Exercise aim: From the items below, keep only the lines that contain the word "part" and copy each of them unchanged.

Source material:
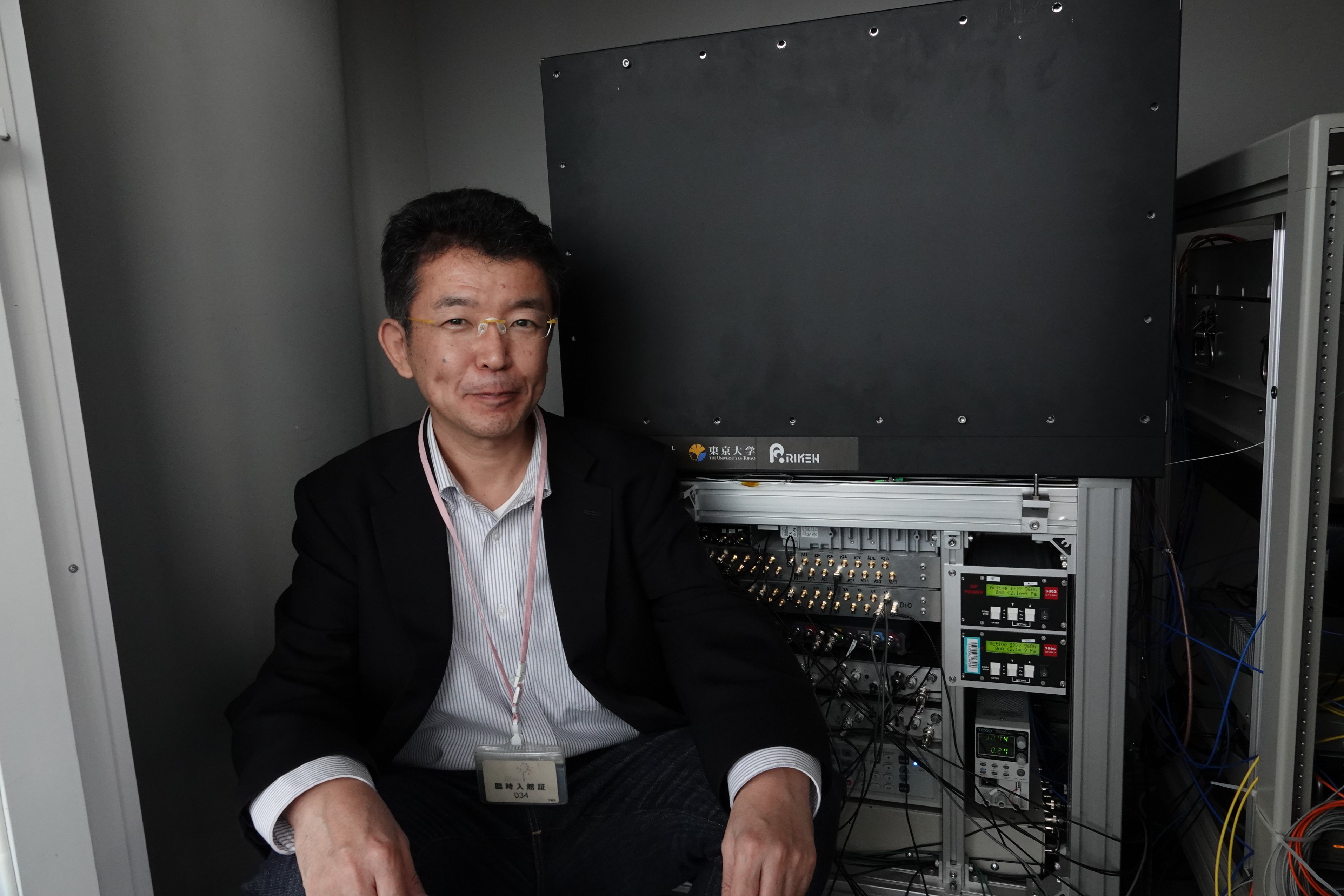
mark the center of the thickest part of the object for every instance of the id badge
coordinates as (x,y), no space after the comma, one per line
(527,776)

---

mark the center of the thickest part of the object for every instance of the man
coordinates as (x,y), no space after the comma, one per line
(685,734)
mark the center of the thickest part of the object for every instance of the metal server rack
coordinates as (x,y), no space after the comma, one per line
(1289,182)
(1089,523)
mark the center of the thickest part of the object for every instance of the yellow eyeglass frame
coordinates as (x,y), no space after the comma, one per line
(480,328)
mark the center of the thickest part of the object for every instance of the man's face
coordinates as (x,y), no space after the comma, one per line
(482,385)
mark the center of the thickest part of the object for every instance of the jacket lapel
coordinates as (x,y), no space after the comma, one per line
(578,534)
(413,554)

In response:
mark the center of the thickest part of the object for every instance of the id badge
mark the center of the thickest part of the object for every instance of the man
mark the center of the thickest part of the object for every instance of the metal server rack
mark the center of the thickest part of the object for every instance of the yellow eyeglass frame
mark the center of the thickest part of the object for every instance of the man's face
mark the center of the thickest part of the object for every instance of the jacket lapel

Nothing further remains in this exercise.